■ TASK DETAILS ■
Reproduce the data below, substituting "Mark" for every occurrence of "Indicate" and leaving everything else unchanged.

■ MATERIAL PROVIDED ■
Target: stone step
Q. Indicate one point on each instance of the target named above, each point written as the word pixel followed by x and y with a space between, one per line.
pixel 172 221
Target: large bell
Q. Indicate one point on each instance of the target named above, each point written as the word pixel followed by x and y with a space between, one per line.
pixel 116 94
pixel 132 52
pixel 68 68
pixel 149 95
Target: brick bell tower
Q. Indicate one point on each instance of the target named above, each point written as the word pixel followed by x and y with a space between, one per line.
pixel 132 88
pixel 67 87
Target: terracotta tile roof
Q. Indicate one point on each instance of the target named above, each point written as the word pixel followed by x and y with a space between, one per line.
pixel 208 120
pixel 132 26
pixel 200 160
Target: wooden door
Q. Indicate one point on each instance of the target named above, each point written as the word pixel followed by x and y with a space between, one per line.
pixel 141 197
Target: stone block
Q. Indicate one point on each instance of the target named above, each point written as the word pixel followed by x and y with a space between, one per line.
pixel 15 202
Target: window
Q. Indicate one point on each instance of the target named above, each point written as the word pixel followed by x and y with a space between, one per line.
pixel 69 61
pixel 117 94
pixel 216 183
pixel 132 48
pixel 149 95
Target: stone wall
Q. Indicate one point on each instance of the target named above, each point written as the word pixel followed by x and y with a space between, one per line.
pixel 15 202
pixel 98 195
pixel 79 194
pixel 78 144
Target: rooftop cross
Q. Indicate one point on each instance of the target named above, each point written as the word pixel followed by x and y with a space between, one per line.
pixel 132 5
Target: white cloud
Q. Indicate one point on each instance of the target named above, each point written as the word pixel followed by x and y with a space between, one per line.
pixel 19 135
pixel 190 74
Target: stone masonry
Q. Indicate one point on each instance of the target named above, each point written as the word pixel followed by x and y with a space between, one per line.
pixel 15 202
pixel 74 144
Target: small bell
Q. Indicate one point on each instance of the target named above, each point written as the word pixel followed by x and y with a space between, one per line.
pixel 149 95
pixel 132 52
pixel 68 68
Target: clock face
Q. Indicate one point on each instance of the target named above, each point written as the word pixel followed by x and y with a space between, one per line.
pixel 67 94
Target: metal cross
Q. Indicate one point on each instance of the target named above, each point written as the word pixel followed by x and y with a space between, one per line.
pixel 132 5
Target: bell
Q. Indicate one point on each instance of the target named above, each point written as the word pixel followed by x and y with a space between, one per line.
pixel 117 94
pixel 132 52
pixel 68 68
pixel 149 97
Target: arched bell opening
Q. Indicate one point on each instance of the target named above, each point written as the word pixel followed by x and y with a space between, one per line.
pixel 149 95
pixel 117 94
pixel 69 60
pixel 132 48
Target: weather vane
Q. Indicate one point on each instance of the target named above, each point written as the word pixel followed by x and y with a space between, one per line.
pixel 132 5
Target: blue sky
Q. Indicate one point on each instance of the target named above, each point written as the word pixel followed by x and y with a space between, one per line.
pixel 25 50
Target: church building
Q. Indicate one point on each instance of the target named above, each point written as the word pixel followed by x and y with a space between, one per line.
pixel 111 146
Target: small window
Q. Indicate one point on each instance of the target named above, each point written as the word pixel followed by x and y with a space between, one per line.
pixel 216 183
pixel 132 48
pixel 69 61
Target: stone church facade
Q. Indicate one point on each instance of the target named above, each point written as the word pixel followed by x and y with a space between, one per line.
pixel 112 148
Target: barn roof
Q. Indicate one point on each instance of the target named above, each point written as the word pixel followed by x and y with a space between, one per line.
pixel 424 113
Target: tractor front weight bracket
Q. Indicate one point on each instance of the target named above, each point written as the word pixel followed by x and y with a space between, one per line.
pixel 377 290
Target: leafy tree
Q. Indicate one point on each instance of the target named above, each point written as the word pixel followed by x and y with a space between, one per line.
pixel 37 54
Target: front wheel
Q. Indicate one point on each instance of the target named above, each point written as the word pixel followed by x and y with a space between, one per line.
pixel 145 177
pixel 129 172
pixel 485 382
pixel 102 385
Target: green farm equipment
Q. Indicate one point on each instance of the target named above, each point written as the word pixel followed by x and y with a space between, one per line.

■ THE RESPONSE ■
Target: stone step
Q. Mark one point on each instance of the target named above, each point written as the word pixel followed by x and y with a space between, one per line.
pixel 172 221
Target: large bell
Q. Mark one point on each instance of the target named above, each point written as the word pixel followed by x and y with a space between, one per line.
pixel 116 94
pixel 132 52
pixel 68 68
pixel 149 95
Target: brick bell tower
Q. Mark one point on each instance of the target named above, each point written as the word pixel followed by x and y with a space between, one per line.
pixel 132 88
pixel 67 87
Target: terracotta tile roof
Q. Mark one point on each instance of the target named above, each point written as the word pixel followed by x and y with a space between, one per line.
pixel 208 120
pixel 132 26
pixel 200 160
Target: wooden door
Q. Mark one point on each instance of the target named above, each point written as the word pixel followed by x and y with a space between, one per line.
pixel 141 197
Target: stone block
Q. Mark one point on each instance of the target named above, each point written as the word pixel followed by x and y with a space between, one per line.
pixel 15 202
Target: window
Q. Mark one point on each instance of the target named above, each point written as the word pixel followed by x and y with a space between, one per line.
pixel 69 61
pixel 117 94
pixel 216 183
pixel 132 48
pixel 149 95
Target: stone wall
Q. Mark one point on each instance of the target named above, each point written as the word pixel followed by x and y with a space between, one per line.
pixel 15 202
pixel 98 195
pixel 79 194
pixel 78 144
Target: rooftop cross
Q. Mark one point on each instance of the target named above, each point written as the word pixel followed by x and y with a space between, one per line.
pixel 132 5
Target: white cloud
Q. Mark one point on each instance of the target named above, each point written as the word pixel followed by x and y with a space between, one per line.
pixel 19 135
pixel 190 74
Target: stone masonry
Q. Mark one point on each instance of the target named above, each point written as the word pixel followed by x and y with a space between, one per line.
pixel 15 202
pixel 74 144
Target: small bell
Q. Mark one point on each instance of the target named above, each point written as the word pixel followed by x and y with a space between, one per line.
pixel 149 95
pixel 132 52
pixel 68 68
Target: clock face
Q. Mark one point on each instance of the target named above, each point written as the word pixel followed by x and y with a space between, one per line.
pixel 67 94
Target: metal cross
Q. Mark one point on each instance of the target named above, each point written as the word pixel followed by x and y with a space between, one per line.
pixel 132 5
Target: bell
Q. Mark one point on each instance of the target named above, each point written as the word pixel followed by x and y with a space between, one per line.
pixel 117 94
pixel 132 52
pixel 68 68
pixel 149 97
Target: arched bell opening
Q. Mark one point on each instance of the target named above, each point written as the word pixel followed by x and y with a space between, one per line.
pixel 149 95
pixel 117 94
pixel 69 60
pixel 132 48
Target: weather vane
Q. Mark one point on each instance of the target named above, each point written as the word pixel followed by x and y with a space between, one per line.
pixel 132 5
Target: blue sky
Q. Mark one point on each instance of the target named above, each point written as the word pixel followed by x and y with a space between, one per line.
pixel 25 50
Target: church building
Q. Mark one point on each instance of the target named above, each point written as the word pixel followed by x and y with a space between, one per line.
pixel 111 146
Target: small window
Q. Mark one point on each instance of the target named above, each point written as the word pixel followed by x and y with a space between, one per line.
pixel 216 183
pixel 132 48
pixel 69 61
Target: stone church facade
Q. Mark one point on each instance of the target named above, each point written as the word pixel followed by x and y with a space between, one per line.
pixel 112 148
Target: barn roof
Q. Mark one point on each instance of the target named above, each point written as the word pixel followed by x and y with a space between, one per line.
pixel 424 113
Target: tractor front weight bracket
Q. Mark one point on each instance of the target named above, each point written as the word pixel followed by x and y with a space between, one per line.
pixel 377 290
Target: leafy tree
Q. Mark one point on each instance of the target named above, each point written as the word pixel followed by x and y with a space between, one per line.
pixel 37 54
Target: front wheel
Q. Mark one point on each instance of the target named above, each point written as the word pixel followed by x and y with a space between, one per line.
pixel 145 177
pixel 129 172
pixel 485 382
pixel 102 385
Target: green farm equipment
Q. Mark one point on each instance of the target named above, each point written as the word pixel followed by x and y with a space between, one per line.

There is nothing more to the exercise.